Build the addresses and s/g lists on the stack, and then copy them
to a VirtQueueElement that is just as big as required to contain this
particular s/g list.  The cost of the copy is minimal compared to that
of a large malloc.

Reviewed-by: Cornelia Huck <cornelia.huck@de.ibm.com>
Signed-off-by: Paolo Bonzini <pbonzini@redhat.com>
---
 hw/virtio/dataplane/vring.c | 53 ++++++++++++++++++++++++++++++---------------
 1 file changed, 36 insertions(+), 17 deletions(-)

diff --git a/hw/virtio/dataplane/vring.c b/hw/virtio/dataplane/vring.c
index c950caa..d6b8ba9 100644
--- a/hw/virtio/dataplane/vring.c
+++ b/hw/virtio/dataplane/vring.c
@@ -217,8 +217,14 @@ bool vring_should_notify(VirtIODevice *vdev, Vring *vring)
                             new, old);
 }
 
-
-static int get_desc(Vring *vring, VirtQueueElement *elem,
+typedef struct VirtQueueCurrentElement {
+    unsigned in_num;
+    unsigned out_num;
+    hwaddr addr[VIRTQUEUE_MAX_SIZE];
+    struct iovec iov[VIRTQUEUE_MAX_SIZE];
+} VirtQueueCurrentElement;
+
+static int get_desc(Vring *vring, VirtQueueCurrentElement *elem,
                     struct vring_desc *desc)

**Information provided:**
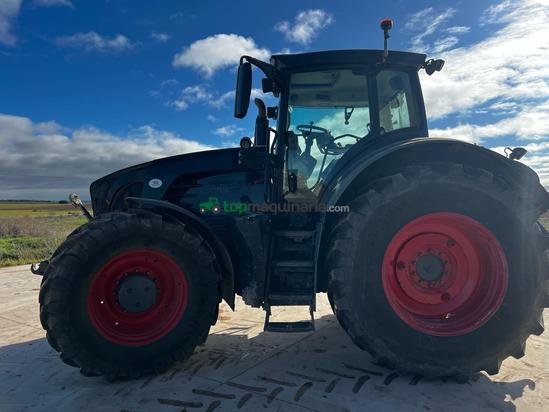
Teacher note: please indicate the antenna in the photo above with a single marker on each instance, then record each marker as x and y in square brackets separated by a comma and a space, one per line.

**Task:** Write out the patch above from "Build the addresses" to "insertions(+), 17 deletions(-)".

**Task answer:**
Build the addresses and s/g lists on the stack, and then copy them
to a VirtQueueElement that is just as big as required to contain this
particular s/g list.  The cost of the copy is minimal compared to that
of a large malloc.

Reviewed-by: Cornelia Huck <cornelia.huck@de.ibm.com>
Signed-off-by: Paolo Bonzini <pbonzini@redhat.com>
---
 hw/virtio/dataplane/vring.c | 53 ++++++++++++++++++++++++++++++---------------
 1 file changed, 36 insertions(+), 17 deletions(-)